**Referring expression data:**
- Opening Delimiter -

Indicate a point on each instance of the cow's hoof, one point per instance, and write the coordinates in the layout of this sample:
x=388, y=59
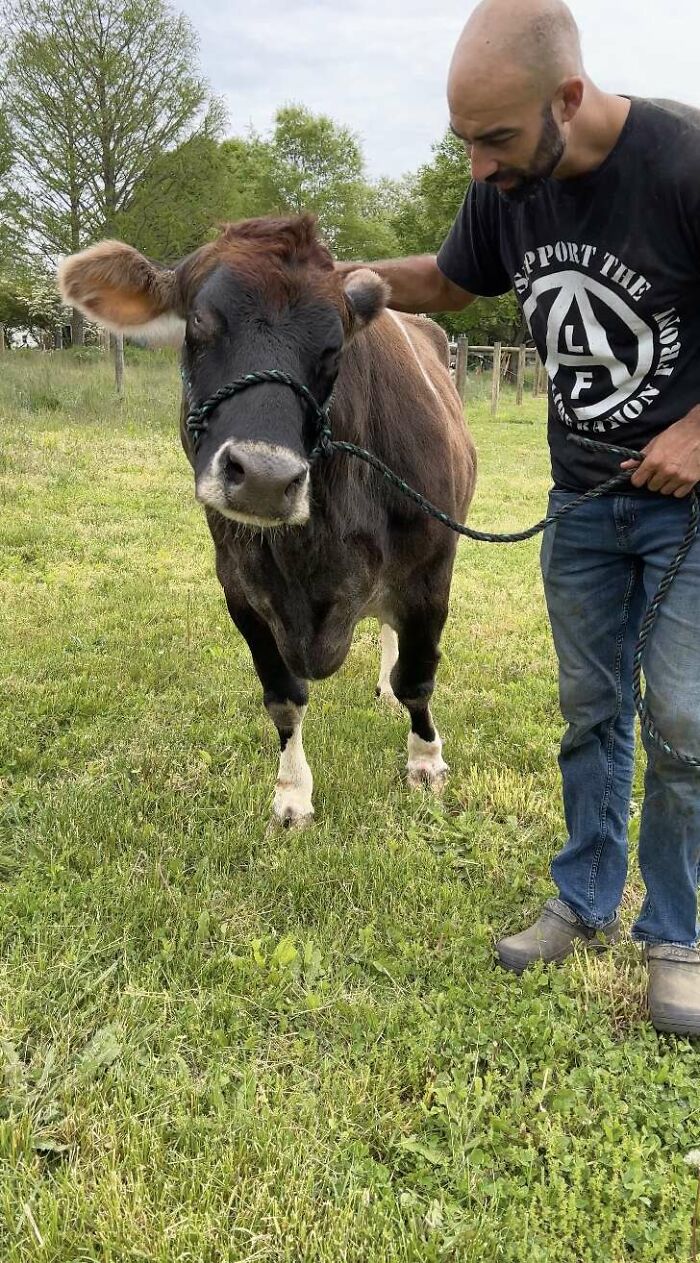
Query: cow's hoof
x=428, y=778
x=292, y=810
x=426, y=767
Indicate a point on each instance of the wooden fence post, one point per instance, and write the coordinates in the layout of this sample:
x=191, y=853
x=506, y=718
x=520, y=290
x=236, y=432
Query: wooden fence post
x=495, y=380
x=119, y=363
x=519, y=382
x=536, y=374
x=460, y=366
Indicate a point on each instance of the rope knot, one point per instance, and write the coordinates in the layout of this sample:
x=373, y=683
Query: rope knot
x=324, y=443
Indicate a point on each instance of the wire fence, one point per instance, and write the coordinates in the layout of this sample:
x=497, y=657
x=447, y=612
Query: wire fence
x=475, y=365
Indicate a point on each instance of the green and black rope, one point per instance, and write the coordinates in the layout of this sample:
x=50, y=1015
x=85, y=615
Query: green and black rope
x=197, y=422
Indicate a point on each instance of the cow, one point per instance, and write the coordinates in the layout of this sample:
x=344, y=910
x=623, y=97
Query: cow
x=305, y=548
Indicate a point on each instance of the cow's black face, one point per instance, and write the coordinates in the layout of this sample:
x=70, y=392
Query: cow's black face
x=252, y=462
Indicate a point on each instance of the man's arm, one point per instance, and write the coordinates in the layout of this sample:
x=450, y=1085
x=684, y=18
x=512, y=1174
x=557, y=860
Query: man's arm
x=417, y=284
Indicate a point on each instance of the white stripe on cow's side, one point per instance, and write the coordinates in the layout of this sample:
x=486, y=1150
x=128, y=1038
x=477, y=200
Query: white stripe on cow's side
x=404, y=331
x=389, y=657
x=295, y=782
x=426, y=766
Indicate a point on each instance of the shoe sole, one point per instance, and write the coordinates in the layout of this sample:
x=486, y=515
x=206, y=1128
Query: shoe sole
x=684, y=1029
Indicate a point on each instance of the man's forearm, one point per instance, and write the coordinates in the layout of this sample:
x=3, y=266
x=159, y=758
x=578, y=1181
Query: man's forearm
x=417, y=284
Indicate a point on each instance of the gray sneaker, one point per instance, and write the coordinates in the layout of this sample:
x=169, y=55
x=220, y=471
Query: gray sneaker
x=552, y=937
x=674, y=990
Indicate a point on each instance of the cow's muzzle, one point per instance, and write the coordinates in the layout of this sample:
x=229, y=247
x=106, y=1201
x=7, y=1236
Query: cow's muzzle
x=259, y=484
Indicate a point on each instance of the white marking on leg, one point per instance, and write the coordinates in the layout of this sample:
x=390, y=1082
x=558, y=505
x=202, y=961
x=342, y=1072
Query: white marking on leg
x=407, y=336
x=389, y=657
x=293, y=807
x=426, y=766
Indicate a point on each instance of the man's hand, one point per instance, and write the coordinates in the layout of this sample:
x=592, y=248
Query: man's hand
x=671, y=461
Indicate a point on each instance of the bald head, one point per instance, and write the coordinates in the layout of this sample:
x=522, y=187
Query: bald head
x=531, y=43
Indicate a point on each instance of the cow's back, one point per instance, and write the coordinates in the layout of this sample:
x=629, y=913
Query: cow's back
x=413, y=418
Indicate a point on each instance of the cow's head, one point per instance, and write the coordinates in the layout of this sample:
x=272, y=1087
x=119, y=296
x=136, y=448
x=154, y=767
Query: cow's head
x=263, y=296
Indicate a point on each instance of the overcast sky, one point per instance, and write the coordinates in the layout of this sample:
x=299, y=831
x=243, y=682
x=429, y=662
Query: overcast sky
x=379, y=66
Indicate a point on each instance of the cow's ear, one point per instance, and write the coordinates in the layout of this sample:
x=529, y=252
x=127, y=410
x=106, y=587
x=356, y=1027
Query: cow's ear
x=367, y=296
x=119, y=288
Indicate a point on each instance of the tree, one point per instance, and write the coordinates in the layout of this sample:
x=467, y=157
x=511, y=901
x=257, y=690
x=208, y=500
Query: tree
x=96, y=91
x=423, y=210
x=317, y=166
x=9, y=236
x=190, y=190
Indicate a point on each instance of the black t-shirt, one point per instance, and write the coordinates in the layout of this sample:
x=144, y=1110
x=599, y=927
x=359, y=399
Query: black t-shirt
x=607, y=269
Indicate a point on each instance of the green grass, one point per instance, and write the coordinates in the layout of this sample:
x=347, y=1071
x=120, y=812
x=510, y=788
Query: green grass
x=223, y=1043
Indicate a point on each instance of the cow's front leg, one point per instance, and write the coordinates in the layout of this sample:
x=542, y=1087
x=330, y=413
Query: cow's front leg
x=389, y=658
x=293, y=807
x=413, y=682
x=286, y=697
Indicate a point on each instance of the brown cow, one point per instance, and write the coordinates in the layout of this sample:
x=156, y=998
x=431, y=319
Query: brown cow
x=306, y=550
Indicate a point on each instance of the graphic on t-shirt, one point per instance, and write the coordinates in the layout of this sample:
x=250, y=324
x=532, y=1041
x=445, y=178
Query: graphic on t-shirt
x=607, y=358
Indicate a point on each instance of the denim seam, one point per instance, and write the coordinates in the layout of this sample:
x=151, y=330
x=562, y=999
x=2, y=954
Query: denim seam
x=610, y=742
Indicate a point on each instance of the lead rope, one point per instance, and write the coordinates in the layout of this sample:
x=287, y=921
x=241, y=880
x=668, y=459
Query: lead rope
x=197, y=422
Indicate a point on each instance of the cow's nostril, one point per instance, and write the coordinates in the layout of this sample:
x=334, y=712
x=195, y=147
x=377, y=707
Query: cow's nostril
x=235, y=471
x=296, y=484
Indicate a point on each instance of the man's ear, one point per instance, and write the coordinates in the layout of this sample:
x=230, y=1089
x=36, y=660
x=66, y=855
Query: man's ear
x=367, y=296
x=119, y=288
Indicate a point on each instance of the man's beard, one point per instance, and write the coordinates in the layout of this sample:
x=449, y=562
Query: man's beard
x=546, y=158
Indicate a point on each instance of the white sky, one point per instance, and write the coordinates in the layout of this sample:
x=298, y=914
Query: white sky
x=380, y=66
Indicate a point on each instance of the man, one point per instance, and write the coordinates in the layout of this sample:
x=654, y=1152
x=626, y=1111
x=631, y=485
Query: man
x=589, y=205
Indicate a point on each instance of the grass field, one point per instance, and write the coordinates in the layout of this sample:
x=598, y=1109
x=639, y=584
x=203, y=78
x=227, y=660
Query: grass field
x=223, y=1043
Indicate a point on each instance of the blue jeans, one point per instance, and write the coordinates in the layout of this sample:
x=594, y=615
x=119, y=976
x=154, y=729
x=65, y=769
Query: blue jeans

- Closing Delimiter -

**WORK INSTRUCTIONS:** For every line of the data above that contains "jeans", copy that line.

**ANSWER TO THIS TASK:**
Indicate a point on each instance of the blue jeans, one point per instance, and write the coordinates in the layout of this sample:
Query: blue jeans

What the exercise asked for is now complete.